Document extract
┌──

# grammar book / livre de grammaire



## mingze13

I'm in need of an advanced French grammar book.   Price not an object.  

Can anyone identify books they have used successfully at advanced college or perhaps graduate level, in Canada/US/UK.  

I see many available at Amazon etc. but would like recommendations for better/worse.  

Many thanks
Anne

*[Moderator note: many threads about grammar books have been merged here.]*


----------



## timpeac

We used A comprehensive French Grammar by Byrne and Churchill revised by Glanville Price, and I thought and think it's excellent.


----------



## marat

My daughter's French prof at university (who studied in France) recommended these two books, which I just ordered through Amazon and they haven't arrived yet:

English Grammar for Students of French 2e ed. Jacqueline Morton, Oliver & Hill Press (??)
(She said this book was invalubale to her when she was studying French!)

and
The French They Never Taught You. J.J. Biname et P.G. Socken, Canadian Scholars Press, 2002

Hope this is useful, Mingze!
Mara


----------



## Karlie88

Salut 

Est-ce que quelqu'un peut recommander de bons livres de grammaire pour le Français?

Je fais ma première année de A-levels et je veux quelque chose m'aider avec la grammaire. Je voudrais un livre avec des explications et aussi des questions.

merci en avance


----------



## nopal

Un Classique !
BESCHERELLE /la Conjugaison/l'Orthographe/la Grammaire /
Editions Hatier

et en ligne_________http://leconjugueur.com/
en anglais________________________http://www.lepointdufle.net/cours-de-francais.htm


----------



## akajjred

Alright I'm 17, I'm just starting to learn French on my own. I am currently using a computer program called Rocket French, it got really good reviews and I really like it so far. My high school doesn't offer French, so I took Spanish and did really well. Well anyway, the way my school taught Spanish was it focused a lot on the writing and reading of Spanish. We did not focus on conversational Spanish at all. We focused a lot more on writing a short story than asking for directions or talking to someone else. Well this Rocket French program is almost the exact opposite, it focuses almost entirely on the conversational aspect of French, which I think is better to learn at first. However, if I'm going to really learn French I'm going to need to improve my grammar, spelling, and conjugation. Does anybody know of any really good books for improving this? I'd prefer one that went from just learning French to advanced and almost fluent learners. 

BTW, I'm learning French because I'm very interested in Europe and its relations with the United States. I'm thinking about going to the American University of Paris, so I'm trying to learn French in about a year and a half. I know I won't be fluent by then, but I'd like to get to the point where I could have a somewhat coherent conversation with someone and not have to carry around a French-English dictionary. Ty.


----------



## jeremyanaya

try a french book called Grammaire progressive du français : débutant
from CLE INTERNATIONAL.
It's easy and good, not very funny though but who cares if you really want to learn french grammar.


----------



## jeremyanaya

Also, if you want to study in France a really good point in France is that EDUCATION IS FREE. There's an institution called EDUFRANCE (can't write the link, go for it on the web) which finds you a university in France to allow you to study as a french. Cost of a MASTER: 400 euros, really cheap if you compare with american fees. You can also study a french degree in english: not so interesting but possible and affordable cause it works the same way. Just visit edufrance.

└──

Data entries
┌──

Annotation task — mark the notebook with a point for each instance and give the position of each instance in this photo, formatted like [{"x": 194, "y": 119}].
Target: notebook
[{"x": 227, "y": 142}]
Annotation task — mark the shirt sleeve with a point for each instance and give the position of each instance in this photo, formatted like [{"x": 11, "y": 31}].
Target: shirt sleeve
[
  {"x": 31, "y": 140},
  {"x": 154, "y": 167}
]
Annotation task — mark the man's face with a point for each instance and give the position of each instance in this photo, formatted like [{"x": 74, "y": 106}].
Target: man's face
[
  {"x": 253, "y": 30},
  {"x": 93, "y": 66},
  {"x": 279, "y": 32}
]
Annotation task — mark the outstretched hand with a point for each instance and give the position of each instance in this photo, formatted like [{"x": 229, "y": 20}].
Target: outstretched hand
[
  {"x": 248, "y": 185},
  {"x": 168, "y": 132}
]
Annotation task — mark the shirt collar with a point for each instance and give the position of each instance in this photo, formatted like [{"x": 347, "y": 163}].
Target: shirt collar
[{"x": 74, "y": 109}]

└──
┌──

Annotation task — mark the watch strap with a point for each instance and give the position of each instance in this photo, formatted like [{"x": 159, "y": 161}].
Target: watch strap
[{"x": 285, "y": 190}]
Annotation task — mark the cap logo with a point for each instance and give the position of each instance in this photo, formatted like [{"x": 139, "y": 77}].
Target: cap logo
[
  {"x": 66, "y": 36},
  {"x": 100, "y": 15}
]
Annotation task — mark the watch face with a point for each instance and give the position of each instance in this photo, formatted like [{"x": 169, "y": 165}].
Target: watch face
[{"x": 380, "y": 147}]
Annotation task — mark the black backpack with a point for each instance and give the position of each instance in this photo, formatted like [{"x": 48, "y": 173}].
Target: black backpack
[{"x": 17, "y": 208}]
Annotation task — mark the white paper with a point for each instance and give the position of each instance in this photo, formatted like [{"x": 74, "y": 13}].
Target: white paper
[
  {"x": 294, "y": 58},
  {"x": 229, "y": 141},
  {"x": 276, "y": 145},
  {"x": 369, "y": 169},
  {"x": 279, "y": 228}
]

└──

Short problem 1
In the grammar book thread, who revised the Byrne and Churchill grammar?
Short problem 2
Update everything in the grammar book thread from "## Karlie88" down to "aussi des questions.", putting "Bonjour" in place of "Salut".
Short problem 3
Name every book that someone recommends in the grammar book thread.
The items play no part in what is asked here.

Task solution 1
Glanville Price

Task solution 2
## Karlie88

Bonjour 

Est-ce que quelqu'un peut recommander de bons livres de grammaire pour le Français?

Je fais ma première année de A-levels et je veux quelque chose m'aider avec la grammaire. Je voudrais un livre avec des explications et aussi des questions.

Task solution 3
A Comprehensive French Grammar; English Grammar for Students of French; The French They Never Taught You; Bescherelle; Grammaire progressive du français : débutant